OBJECTIF DE L'EXERCICE:
D'après l'extrait de page ci-dessous, en quelle année l'auteur a-t-il failli abandonner le métier pour raison de santé ?

Monsieur Nostalgie aura passé tout l’été devant son poste de télévision à regarder du sport et ce n’est pas fini, car la Coupe du Monde féminine de rugby à XV bat son plein en ce moment en Angleterre.
Au 31 août de cette année, je n’ai jamais été aussi affûté. Mordant. Presque carnassier sur la page blanche. D’habitude, avant la reprise de septembre, j’ai le souffle court et le pas fainéant du travailleur devant la porte de son usine. Par le passé, trop souvent, je capitulais à la vue des romans toujours aussi nombreux, toujours aussi volumineux qui encombraient mon bureau et qui minaient mon moral estival. La rentrée littéraire et ses nouveautés sont les devoirs du critique professionnel. Le foncier du coureur d’endurance. La sueur du lecteur assermenté. Son sacerdoce. Trop de livres qu’on lira avec déplaisir et trop de mots mal ajustés qui nous feront croire à une épidémie dyslexique. Chacun sa croix. En 2022, j’ai même failli abandonner le métier pour raison de santé. Plus la force, plus le goût à tenter de comprendre la prose des autres, la mienne m’étant déjà assez étrangère comme ça. J’avais épuisé mes ressources physiques et le mental ne suivait plus. Il me fallait un électrochoc. L’envie d’avoir envie. Certains confrères m’ont conseillé la sophrologie, l’hypnose, la cryothérapie et même un stage en altitude. Je n’éliminais plus l’acide lactique des kilomètres de pages avalés dans la douleur et l’effort. J’ai dû revoir totalement la façon de m’entraîner et d’envisager mon activité. D’abord privilégier les courtes distances, ne jamais s’aventurer sur l’ultratrail des 400 pages, ensuite alterner les genres, ne pas enchaîner plus de trois autofictions par semaine sous peine de burn-out et évidemment arrêter les ouvrages « écrits » par des hommes politiques. Cette drogue-là est pire que la malbouffe, elle vous bouche les artères. On devrait même condamner les éditeurs qui persistent dans cette carambouille.

LIGNES DE DONNÉES:

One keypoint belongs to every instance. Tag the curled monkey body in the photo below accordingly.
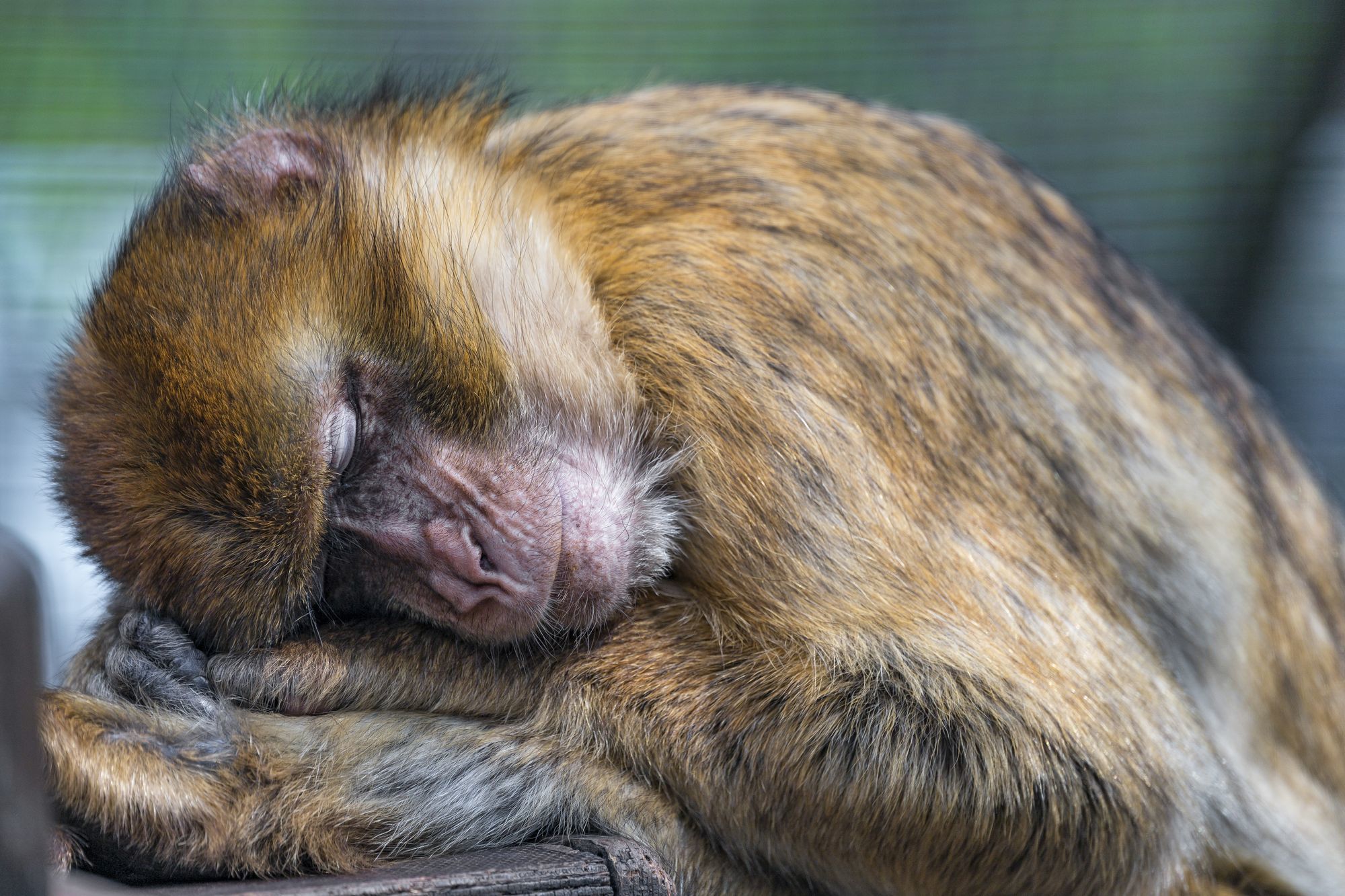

SOLUTION:
En 2022.